### Passage provided
Chapter 14. Chapter 14: Population Ecology

Population ecology is a subfield of ecology that studies the interactions of populations of species with their environment—specifically, study of the growth of a population and how other species and the environment influence that growth.

A significant part of ecology deals with the interaction of populations of organisms with other organisms and with their environment. Study of a single individual does not meet the study objectives of ecology.

The population size would decrease. For population size to stay the same (or increase), each mating pair must produce two (or more) offspring that reach sexual maturity.

Density-dependent factors are pressures on a population’s growth that result from population size itself. These factors include limitations on resources such as food, water, and space. As the population size increases, fewer resources are available to support the greater number of organisms. Density-independent factors do not result from population size, but usually result from geological or meteorological forces, such as earthquakes or hurricanes, or from human activity that degrades the environment. These factors lower the environment’s potential to support populations of organisms.

(a) Populations of desert locusts in northwest Africa sometimes undergo explosive growth. These locusts usually live solitary lives, but on occasion, for reasons not entirely understood, they form large migrating swarms that cause extensive crop damage. (b) The lynx and snowshoe hare populations of Canada undergo periodic oscillations. As the snowshoe hare population increases, the lynx, which feed on snowshoe hares, begin to increase in number. As the lynx population increases, more and more snowshoe hares are hunted and eaten by the lynx, causing the snowshoe hare population to decrease. Eventually, the decrease in number of snowshoe hares causes the lynx population to decrease, and the snowshoe hare population again increases. This pattern occurs repeatedly.

### Raw data
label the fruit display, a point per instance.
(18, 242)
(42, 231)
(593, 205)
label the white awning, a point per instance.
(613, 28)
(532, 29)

### Your goal
Repeat the population ecology text from "Population ecology is" up to and including "objectives of ecology.", swapping "environment" for "surroundings".

### Response area
Population ecology is a subfield of ecology that studies the interactions of populations of species with their surroundings—specifically, study of the growth of a population and how other species and the surroundings influence that growth.

A significant part of ecology deals with the interaction of populations of organisms with other organisms and with their surroundings. Study of a single individual does not meet the study objectives of ecology.